# Start of RECORDS PROVIDED
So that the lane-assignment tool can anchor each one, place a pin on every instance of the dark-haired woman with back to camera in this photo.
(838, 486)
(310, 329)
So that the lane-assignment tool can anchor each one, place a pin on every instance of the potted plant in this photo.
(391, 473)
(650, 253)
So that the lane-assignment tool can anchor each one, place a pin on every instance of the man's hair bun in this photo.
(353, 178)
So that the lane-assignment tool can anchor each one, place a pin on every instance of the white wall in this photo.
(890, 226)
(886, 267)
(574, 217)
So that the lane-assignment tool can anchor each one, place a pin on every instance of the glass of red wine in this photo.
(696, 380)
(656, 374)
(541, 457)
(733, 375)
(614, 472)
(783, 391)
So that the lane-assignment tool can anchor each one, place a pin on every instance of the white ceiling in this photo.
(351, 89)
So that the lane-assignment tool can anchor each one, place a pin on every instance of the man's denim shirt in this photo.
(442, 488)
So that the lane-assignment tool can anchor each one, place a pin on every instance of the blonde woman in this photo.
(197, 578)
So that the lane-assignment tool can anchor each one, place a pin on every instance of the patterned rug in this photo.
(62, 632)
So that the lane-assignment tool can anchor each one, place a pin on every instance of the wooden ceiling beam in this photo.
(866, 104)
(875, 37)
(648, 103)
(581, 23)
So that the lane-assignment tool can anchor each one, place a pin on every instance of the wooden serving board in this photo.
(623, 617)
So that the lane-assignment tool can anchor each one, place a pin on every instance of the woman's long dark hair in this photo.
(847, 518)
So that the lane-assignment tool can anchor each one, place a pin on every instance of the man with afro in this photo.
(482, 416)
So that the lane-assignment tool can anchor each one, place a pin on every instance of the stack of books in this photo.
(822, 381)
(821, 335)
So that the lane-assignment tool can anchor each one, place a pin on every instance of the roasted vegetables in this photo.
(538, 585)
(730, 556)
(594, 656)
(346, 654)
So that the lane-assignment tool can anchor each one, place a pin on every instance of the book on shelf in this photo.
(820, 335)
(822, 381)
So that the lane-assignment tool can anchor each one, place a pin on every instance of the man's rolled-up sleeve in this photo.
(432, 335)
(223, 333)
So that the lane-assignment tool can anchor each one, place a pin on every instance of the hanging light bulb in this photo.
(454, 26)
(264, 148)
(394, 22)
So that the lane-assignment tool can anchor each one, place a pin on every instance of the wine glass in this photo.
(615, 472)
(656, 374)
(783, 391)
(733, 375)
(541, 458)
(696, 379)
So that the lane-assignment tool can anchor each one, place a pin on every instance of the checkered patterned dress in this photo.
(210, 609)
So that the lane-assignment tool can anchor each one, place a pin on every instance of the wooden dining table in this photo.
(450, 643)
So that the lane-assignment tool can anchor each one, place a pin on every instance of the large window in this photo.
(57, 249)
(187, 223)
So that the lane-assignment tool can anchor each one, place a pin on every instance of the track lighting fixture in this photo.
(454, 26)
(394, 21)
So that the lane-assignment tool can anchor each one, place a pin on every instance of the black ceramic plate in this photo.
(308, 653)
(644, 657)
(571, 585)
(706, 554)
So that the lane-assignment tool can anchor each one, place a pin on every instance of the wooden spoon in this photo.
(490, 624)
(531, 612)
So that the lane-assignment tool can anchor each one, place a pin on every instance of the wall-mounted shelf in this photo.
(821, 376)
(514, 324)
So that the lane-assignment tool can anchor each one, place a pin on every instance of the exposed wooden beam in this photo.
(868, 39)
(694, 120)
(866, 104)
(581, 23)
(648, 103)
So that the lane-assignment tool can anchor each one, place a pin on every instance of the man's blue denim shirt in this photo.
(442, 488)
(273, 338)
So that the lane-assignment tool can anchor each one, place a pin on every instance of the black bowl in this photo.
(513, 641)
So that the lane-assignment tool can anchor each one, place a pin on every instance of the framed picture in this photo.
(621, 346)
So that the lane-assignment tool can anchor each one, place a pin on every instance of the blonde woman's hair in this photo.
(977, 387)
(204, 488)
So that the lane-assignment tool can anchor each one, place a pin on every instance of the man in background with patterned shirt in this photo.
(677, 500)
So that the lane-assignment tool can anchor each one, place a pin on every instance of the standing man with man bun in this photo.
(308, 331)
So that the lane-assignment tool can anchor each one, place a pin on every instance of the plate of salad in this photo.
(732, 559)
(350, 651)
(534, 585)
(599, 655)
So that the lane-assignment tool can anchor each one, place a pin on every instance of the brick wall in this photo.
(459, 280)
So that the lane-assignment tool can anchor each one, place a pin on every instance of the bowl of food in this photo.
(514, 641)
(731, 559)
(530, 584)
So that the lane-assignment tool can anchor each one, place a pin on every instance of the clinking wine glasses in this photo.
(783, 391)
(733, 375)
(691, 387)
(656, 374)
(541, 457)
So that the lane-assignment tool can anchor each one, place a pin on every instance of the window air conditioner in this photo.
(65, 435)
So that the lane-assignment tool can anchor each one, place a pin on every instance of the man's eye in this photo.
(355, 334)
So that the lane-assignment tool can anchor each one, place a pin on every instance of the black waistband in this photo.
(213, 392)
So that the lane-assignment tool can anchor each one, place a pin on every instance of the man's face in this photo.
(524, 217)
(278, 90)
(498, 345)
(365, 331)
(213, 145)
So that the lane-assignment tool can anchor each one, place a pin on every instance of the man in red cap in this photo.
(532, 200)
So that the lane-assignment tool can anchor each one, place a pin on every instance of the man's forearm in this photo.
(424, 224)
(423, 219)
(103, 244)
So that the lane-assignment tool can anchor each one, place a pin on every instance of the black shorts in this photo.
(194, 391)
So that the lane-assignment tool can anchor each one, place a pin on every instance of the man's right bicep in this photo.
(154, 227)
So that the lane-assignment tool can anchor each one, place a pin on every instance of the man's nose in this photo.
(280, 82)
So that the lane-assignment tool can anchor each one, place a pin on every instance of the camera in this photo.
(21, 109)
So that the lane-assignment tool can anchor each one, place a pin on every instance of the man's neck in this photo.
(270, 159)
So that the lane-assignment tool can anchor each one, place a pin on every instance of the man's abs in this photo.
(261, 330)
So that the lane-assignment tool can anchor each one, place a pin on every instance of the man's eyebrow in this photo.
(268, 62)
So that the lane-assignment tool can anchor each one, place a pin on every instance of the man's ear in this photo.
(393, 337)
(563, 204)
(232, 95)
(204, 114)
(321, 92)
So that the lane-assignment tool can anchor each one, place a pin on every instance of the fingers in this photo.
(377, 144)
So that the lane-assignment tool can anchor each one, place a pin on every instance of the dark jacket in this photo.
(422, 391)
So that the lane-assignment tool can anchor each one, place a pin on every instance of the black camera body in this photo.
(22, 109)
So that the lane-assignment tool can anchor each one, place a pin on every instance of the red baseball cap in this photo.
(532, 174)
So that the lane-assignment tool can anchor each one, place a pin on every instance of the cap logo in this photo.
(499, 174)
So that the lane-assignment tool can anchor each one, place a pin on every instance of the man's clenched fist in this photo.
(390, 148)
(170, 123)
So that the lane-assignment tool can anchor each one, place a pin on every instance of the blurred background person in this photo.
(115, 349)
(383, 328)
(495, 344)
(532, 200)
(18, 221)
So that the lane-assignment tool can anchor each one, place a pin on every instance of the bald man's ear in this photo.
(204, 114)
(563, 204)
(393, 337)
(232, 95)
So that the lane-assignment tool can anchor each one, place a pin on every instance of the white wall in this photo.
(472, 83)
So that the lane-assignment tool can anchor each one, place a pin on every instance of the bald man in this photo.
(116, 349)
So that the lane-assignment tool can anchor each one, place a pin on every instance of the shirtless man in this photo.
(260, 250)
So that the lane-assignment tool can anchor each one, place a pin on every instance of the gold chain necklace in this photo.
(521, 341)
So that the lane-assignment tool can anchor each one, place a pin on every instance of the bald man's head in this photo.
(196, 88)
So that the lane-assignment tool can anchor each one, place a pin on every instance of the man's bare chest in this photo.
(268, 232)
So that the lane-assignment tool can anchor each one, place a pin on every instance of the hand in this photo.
# End of RECORDS PROVIDED
**WHAT IS REQUIRED**. Reproduce, word for word, only the lines from the one that contains "bald man's ear in this photo." through the final line.

**SOLUTION**.
So that the lane-assignment tool can anchor each one, place a pin on every instance of the bald man's ear in this photo.
(204, 114)
(563, 204)
(393, 337)
(232, 95)
So that the lane-assignment tool can anchor each one, place a pin on every instance of the white wall in this photo.
(472, 83)
So that the lane-assignment tool can anchor each one, place a pin on every instance of the bald man in this photo.
(116, 349)
So that the lane-assignment tool can anchor each one, place a pin on every instance of the shirtless man in this photo.
(260, 250)
So that the lane-assignment tool can anchor each one, place a pin on every instance of the gold chain necklace in this photo.
(521, 341)
So that the lane-assignment tool can anchor each one, place a pin on every instance of the bald man's head in this photo.
(196, 88)
So that the lane-assignment tool can anchor each one, place a pin on every instance of the man's bare chest in this photo.
(268, 232)
So that the lane-assignment tool can anchor each one, place a pin on every instance of the hand in this photo.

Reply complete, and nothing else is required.